━━ INFORMATION SHOWN

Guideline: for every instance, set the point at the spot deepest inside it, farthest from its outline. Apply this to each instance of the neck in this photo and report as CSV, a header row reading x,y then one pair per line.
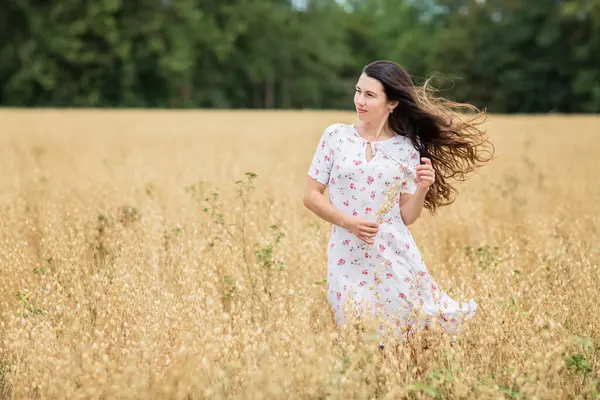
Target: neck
x,y
376,130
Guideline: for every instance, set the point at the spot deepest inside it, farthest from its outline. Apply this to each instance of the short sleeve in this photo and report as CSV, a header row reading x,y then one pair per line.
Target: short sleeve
x,y
413,159
320,167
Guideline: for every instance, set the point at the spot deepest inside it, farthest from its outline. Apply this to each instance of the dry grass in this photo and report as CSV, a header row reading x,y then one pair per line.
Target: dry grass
x,y
134,266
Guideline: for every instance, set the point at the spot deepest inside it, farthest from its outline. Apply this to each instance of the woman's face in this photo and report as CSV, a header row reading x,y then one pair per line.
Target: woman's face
x,y
370,100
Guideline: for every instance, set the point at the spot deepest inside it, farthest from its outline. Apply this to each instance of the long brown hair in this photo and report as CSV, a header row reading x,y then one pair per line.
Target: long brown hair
x,y
452,140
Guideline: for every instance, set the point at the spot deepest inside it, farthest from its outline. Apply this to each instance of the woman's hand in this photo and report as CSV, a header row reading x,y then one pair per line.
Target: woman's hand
x,y
362,228
425,174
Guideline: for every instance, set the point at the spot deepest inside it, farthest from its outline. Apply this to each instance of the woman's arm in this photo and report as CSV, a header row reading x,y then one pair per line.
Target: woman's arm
x,y
316,202
411,205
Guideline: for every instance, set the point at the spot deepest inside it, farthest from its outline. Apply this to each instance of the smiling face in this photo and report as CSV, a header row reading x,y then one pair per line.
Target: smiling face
x,y
370,100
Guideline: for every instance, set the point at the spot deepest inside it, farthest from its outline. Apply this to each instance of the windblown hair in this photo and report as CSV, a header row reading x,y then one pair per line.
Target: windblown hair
x,y
451,139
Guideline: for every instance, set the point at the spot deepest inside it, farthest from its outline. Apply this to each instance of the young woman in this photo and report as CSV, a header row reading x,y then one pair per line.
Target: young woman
x,y
381,172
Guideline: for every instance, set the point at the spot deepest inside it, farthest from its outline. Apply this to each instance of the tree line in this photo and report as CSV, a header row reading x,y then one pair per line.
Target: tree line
x,y
507,56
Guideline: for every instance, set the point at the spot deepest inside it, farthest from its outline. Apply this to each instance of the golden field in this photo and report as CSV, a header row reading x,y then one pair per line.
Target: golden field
x,y
140,260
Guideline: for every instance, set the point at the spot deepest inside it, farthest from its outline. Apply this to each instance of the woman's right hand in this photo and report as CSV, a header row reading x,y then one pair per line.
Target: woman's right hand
x,y
362,228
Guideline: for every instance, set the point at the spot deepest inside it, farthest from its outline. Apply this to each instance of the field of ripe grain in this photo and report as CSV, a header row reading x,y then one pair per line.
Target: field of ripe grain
x,y
159,255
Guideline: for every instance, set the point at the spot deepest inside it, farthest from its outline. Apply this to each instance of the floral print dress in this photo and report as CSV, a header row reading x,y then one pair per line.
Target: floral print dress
x,y
389,277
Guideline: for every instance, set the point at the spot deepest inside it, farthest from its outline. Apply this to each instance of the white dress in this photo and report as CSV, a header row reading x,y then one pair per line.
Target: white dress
x,y
389,277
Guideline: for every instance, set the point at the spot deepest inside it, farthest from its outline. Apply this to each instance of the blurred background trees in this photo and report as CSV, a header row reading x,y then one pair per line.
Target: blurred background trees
x,y
509,56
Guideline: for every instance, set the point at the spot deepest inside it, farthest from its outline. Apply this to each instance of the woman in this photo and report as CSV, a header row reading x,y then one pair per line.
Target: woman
x,y
381,172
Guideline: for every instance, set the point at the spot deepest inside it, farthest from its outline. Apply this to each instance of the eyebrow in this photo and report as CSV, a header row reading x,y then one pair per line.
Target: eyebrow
x,y
368,91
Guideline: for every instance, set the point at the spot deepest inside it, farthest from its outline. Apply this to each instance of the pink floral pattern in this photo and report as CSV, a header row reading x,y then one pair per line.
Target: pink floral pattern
x,y
388,278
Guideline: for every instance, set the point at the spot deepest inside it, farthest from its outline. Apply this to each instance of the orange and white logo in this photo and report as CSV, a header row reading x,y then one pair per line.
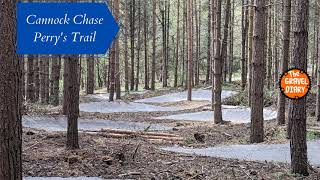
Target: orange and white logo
x,y
295,84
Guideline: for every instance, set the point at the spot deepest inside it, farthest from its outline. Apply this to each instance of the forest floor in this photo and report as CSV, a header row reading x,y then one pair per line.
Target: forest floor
x,y
139,157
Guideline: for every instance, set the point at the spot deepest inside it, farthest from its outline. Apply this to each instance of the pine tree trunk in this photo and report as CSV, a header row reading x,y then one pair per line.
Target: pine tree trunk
x,y
217,67
230,65
208,67
137,82
117,54
285,58
73,88
30,79
47,78
213,45
250,53
10,96
65,85
196,61
244,25
297,114
177,47
184,51
36,78
42,79
259,31
190,48
90,74
55,79
146,61
126,53
112,72
154,39
269,64
132,29
224,48
318,73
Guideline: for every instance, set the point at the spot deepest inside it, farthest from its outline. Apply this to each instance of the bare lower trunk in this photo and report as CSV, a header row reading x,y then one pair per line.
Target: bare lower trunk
x,y
257,130
297,114
10,96
73,89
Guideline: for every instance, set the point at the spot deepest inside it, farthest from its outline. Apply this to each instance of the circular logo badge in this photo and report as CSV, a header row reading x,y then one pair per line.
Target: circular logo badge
x,y
295,84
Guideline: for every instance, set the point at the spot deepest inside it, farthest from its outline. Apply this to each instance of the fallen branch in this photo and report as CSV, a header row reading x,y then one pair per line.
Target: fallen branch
x,y
109,133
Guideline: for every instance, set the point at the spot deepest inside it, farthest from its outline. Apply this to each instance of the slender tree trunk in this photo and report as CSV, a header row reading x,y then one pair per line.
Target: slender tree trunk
x,y
10,96
184,52
90,74
269,64
244,63
276,46
154,39
208,70
217,67
224,48
213,45
72,100
250,53
42,79
139,47
126,53
297,115
318,73
112,72
196,60
146,62
37,78
230,65
65,86
47,78
132,29
177,47
30,79
190,48
259,30
166,72
55,79
285,57
117,53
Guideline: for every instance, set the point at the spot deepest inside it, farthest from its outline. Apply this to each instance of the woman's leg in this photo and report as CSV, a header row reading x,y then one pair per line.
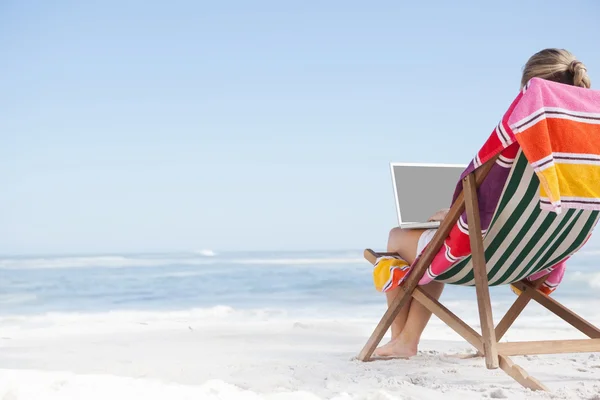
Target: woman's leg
x,y
408,326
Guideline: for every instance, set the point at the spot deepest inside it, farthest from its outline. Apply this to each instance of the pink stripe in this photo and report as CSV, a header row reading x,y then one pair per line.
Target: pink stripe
x,y
543,93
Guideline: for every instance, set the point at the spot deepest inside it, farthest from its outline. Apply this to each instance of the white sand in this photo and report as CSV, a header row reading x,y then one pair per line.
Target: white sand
x,y
224,354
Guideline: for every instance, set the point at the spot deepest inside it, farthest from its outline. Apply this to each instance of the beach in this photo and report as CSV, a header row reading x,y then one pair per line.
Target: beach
x,y
248,326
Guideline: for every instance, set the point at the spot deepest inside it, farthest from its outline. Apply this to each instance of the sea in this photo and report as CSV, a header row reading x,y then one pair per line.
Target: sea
x,y
334,283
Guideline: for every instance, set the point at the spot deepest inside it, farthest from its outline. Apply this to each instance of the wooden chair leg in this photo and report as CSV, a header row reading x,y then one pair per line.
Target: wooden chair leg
x,y
559,310
479,269
384,324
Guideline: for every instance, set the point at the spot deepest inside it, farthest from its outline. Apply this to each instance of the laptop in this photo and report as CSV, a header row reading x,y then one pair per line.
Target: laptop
x,y
421,190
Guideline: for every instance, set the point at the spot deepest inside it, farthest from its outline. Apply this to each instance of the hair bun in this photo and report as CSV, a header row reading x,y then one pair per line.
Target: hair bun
x,y
575,66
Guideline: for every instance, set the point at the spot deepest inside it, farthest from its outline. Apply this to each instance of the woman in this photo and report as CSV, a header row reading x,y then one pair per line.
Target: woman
x,y
552,64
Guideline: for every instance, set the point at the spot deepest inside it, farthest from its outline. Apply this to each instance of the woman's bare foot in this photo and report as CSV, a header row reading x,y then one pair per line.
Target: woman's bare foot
x,y
396,348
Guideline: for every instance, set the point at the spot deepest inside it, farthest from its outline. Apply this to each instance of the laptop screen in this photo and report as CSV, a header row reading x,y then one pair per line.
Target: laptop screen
x,y
423,189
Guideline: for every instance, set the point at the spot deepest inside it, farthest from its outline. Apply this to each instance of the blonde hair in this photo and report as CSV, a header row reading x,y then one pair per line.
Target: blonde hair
x,y
556,65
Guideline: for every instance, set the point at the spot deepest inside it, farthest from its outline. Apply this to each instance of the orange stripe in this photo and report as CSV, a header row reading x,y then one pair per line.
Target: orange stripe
x,y
567,137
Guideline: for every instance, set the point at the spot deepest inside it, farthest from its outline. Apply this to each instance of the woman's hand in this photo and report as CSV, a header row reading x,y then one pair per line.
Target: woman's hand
x,y
439,216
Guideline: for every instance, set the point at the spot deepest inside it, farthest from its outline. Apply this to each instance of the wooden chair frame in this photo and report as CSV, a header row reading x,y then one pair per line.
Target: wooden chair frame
x,y
487,343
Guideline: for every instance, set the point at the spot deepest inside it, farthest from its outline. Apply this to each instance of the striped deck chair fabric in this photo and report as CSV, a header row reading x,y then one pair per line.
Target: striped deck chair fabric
x,y
523,239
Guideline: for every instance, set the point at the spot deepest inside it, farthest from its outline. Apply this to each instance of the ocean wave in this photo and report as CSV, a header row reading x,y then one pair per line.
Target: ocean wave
x,y
99,261
300,261
117,261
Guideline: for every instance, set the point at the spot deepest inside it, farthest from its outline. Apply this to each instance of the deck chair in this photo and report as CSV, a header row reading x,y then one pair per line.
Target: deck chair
x,y
521,240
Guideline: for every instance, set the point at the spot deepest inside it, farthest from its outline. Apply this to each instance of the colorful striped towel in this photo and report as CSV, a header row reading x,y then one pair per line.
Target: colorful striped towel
x,y
558,128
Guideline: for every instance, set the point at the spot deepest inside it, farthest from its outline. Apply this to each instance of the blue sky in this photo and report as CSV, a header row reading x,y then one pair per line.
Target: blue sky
x,y
184,125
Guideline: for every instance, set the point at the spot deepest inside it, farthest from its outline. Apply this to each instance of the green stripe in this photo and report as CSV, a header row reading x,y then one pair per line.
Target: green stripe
x,y
550,245
512,186
517,174
505,231
587,228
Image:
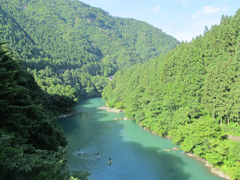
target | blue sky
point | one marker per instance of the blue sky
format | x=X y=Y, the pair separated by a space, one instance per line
x=183 y=19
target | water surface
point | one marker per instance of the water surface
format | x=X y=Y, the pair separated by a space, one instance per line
x=137 y=154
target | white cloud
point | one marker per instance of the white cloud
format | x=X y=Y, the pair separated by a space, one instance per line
x=206 y=10
x=155 y=9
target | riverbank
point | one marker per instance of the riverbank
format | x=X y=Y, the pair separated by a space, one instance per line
x=105 y=107
x=213 y=169
x=66 y=115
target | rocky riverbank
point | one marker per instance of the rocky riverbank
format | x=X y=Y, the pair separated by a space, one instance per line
x=111 y=109
x=66 y=115
x=213 y=169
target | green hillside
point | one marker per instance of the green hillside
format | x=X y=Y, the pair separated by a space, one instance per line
x=190 y=94
x=32 y=145
x=71 y=48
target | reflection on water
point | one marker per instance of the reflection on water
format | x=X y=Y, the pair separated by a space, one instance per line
x=136 y=153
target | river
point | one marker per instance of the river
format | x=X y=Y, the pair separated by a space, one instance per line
x=137 y=154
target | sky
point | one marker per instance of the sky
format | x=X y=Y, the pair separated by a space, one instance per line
x=182 y=19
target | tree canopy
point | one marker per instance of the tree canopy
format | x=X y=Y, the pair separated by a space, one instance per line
x=66 y=43
x=190 y=94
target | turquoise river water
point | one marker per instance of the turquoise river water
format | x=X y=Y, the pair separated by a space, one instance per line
x=137 y=154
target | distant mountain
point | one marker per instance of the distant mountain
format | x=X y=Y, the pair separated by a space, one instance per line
x=191 y=94
x=71 y=48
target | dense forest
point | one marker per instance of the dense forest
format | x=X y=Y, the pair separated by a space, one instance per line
x=32 y=144
x=71 y=48
x=191 y=94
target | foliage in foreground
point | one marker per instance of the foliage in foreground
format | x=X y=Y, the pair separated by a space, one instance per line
x=191 y=94
x=32 y=145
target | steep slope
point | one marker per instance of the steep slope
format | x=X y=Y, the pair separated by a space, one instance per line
x=32 y=145
x=71 y=43
x=190 y=94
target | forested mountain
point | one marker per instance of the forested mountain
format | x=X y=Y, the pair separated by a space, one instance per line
x=32 y=145
x=71 y=48
x=191 y=94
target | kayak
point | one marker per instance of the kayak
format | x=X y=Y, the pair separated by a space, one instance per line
x=110 y=161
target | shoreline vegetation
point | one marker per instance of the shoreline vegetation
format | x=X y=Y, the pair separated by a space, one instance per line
x=67 y=115
x=214 y=170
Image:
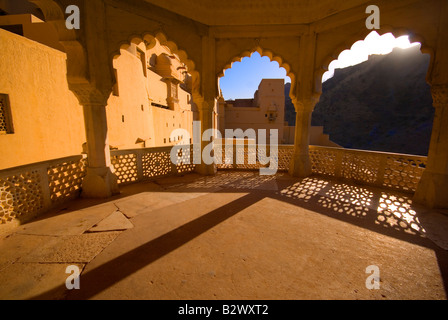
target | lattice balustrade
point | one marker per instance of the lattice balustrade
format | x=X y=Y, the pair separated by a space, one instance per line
x=403 y=172
x=65 y=179
x=21 y=196
x=4 y=116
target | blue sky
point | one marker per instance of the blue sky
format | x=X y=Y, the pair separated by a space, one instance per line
x=242 y=80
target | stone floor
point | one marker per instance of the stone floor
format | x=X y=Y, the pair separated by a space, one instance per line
x=232 y=236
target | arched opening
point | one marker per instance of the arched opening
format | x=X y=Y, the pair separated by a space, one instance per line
x=375 y=97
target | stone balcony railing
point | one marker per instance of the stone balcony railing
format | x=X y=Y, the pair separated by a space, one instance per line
x=29 y=190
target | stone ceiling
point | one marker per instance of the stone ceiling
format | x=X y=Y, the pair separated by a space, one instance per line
x=250 y=12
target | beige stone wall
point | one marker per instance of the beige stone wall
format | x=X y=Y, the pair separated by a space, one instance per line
x=133 y=120
x=34 y=29
x=47 y=119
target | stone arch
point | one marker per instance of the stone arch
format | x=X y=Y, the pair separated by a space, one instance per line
x=150 y=41
x=272 y=57
x=360 y=36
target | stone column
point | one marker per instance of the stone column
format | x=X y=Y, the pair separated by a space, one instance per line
x=300 y=163
x=100 y=182
x=432 y=190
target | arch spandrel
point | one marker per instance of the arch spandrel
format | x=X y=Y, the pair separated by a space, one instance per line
x=54 y=13
x=150 y=41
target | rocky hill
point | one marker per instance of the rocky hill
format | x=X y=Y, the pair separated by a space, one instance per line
x=383 y=104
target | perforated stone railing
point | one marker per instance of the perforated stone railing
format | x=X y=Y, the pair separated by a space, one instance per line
x=143 y=164
x=29 y=190
x=249 y=158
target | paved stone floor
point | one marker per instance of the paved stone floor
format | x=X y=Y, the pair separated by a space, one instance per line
x=232 y=236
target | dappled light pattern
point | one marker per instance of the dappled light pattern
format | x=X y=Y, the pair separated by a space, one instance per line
x=305 y=190
x=392 y=210
x=21 y=196
x=347 y=199
x=396 y=212
x=125 y=167
x=360 y=167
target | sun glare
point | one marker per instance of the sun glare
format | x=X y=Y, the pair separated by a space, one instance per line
x=361 y=50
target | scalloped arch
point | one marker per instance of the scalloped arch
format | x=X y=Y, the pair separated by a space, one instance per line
x=150 y=41
x=349 y=43
x=271 y=56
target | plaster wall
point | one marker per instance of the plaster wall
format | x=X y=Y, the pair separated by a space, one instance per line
x=47 y=118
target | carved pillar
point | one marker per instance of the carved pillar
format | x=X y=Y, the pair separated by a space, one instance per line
x=432 y=190
x=100 y=181
x=300 y=163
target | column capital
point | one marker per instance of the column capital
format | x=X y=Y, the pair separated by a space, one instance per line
x=439 y=95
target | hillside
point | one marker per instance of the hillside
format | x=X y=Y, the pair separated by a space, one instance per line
x=383 y=104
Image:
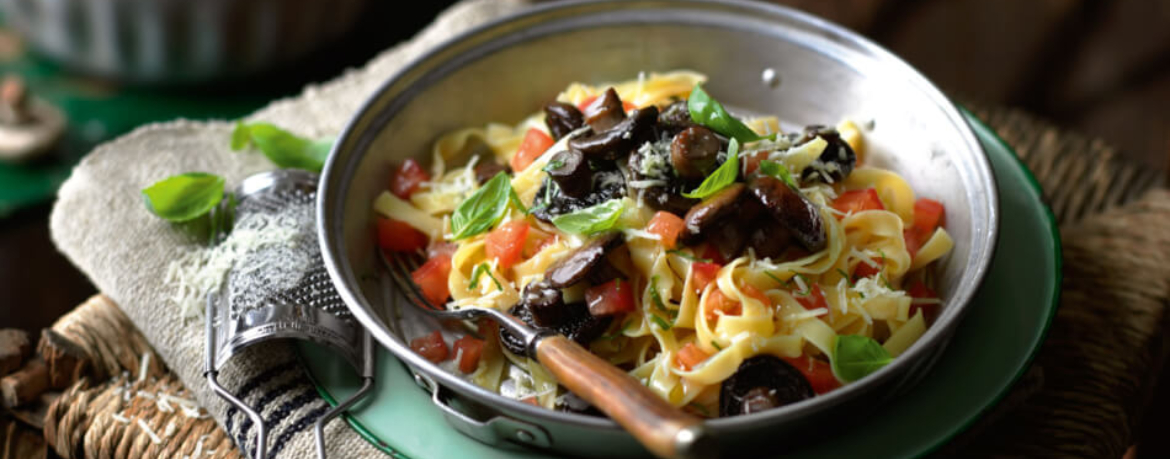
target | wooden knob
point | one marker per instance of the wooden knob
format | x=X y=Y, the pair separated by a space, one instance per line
x=665 y=430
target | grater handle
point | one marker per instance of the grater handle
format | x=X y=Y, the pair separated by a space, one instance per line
x=665 y=430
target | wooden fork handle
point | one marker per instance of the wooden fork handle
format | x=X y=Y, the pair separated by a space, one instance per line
x=663 y=429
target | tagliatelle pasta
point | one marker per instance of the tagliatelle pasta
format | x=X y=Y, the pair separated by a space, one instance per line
x=676 y=241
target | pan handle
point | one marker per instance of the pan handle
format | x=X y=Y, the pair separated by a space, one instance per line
x=665 y=430
x=494 y=430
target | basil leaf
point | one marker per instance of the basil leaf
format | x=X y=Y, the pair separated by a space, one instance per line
x=515 y=200
x=779 y=171
x=184 y=197
x=481 y=269
x=282 y=148
x=481 y=210
x=723 y=177
x=857 y=356
x=590 y=220
x=707 y=111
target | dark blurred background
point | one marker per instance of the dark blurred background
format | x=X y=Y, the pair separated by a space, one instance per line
x=1096 y=67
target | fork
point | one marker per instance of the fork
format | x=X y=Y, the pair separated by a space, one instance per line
x=665 y=430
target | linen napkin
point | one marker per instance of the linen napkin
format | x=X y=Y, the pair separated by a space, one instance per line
x=101 y=224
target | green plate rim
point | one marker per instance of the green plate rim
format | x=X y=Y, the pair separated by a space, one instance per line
x=1058 y=280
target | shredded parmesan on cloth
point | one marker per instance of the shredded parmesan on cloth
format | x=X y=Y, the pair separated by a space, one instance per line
x=204 y=271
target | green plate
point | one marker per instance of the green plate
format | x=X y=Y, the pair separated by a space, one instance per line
x=991 y=348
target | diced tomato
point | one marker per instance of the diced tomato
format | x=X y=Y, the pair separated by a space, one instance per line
x=718 y=305
x=667 y=226
x=920 y=290
x=751 y=161
x=431 y=347
x=813 y=300
x=864 y=269
x=690 y=356
x=928 y=214
x=441 y=247
x=611 y=297
x=407 y=178
x=468 y=349
x=397 y=235
x=535 y=143
x=590 y=100
x=432 y=279
x=713 y=253
x=858 y=200
x=507 y=242
x=914 y=240
x=818 y=372
x=703 y=274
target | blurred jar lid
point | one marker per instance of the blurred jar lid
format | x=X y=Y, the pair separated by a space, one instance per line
x=28 y=125
x=178 y=41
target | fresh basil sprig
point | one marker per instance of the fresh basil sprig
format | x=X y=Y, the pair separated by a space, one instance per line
x=779 y=171
x=184 y=197
x=482 y=210
x=593 y=219
x=857 y=356
x=709 y=112
x=282 y=148
x=723 y=177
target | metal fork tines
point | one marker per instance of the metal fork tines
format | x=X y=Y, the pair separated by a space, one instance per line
x=279 y=288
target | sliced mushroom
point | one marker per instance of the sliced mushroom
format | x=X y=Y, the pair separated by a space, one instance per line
x=571 y=173
x=710 y=212
x=762 y=383
x=577 y=265
x=838 y=159
x=576 y=323
x=675 y=117
x=621 y=138
x=486 y=170
x=545 y=303
x=694 y=152
x=562 y=118
x=605 y=112
x=792 y=210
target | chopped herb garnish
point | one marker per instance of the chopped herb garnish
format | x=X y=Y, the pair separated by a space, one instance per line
x=555 y=164
x=661 y=322
x=778 y=171
x=620 y=331
x=701 y=409
x=688 y=257
x=654 y=295
x=806 y=281
x=846 y=276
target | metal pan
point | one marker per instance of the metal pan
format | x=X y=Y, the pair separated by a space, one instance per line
x=507 y=69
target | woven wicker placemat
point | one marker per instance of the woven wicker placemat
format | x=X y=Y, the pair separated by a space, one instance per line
x=1082 y=397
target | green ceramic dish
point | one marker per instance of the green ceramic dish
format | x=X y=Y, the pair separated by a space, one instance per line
x=992 y=347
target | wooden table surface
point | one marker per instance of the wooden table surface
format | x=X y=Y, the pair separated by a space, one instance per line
x=1094 y=66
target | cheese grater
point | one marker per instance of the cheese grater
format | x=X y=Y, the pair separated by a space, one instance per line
x=279 y=288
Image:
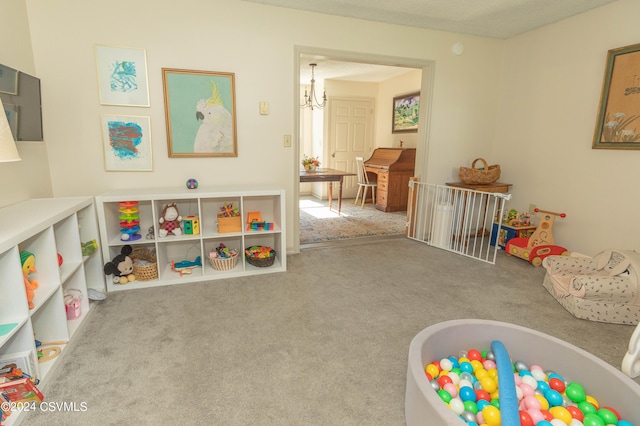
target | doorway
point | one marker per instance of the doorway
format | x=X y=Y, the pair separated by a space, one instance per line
x=302 y=57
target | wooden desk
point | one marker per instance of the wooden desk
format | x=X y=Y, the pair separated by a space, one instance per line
x=327 y=175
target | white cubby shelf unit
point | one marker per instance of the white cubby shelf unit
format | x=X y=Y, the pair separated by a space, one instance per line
x=204 y=203
x=46 y=227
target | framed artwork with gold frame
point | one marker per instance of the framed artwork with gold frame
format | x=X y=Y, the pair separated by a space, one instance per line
x=618 y=121
x=200 y=111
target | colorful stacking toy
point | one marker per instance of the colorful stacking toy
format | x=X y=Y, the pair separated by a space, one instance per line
x=129 y=221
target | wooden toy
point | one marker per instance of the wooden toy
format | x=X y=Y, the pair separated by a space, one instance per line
x=540 y=244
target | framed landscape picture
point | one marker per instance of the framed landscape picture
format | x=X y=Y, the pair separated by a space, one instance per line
x=122 y=76
x=618 y=117
x=8 y=80
x=406 y=110
x=127 y=143
x=200 y=110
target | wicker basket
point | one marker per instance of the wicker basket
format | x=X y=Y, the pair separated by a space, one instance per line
x=472 y=176
x=145 y=272
x=260 y=263
x=224 y=264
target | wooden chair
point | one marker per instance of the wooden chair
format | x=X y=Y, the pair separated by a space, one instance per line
x=363 y=183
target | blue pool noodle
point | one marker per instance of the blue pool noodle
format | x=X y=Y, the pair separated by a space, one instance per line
x=509 y=415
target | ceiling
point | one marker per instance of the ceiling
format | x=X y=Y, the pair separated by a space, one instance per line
x=489 y=18
x=500 y=19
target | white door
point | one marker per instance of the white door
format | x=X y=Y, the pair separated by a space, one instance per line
x=349 y=135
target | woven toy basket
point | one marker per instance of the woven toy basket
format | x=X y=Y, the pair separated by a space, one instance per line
x=145 y=272
x=261 y=263
x=484 y=176
x=223 y=264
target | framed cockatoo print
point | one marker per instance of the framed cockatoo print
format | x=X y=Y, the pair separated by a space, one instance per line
x=200 y=110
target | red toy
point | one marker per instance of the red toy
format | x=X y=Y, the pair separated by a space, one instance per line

━━━━

YOUR GOAL:
Among the lines above, find those with the word "tines". Copy them.

FINISHED EXERCISE:
target | metal fork tines
point | one marker per instance of the metal fork tines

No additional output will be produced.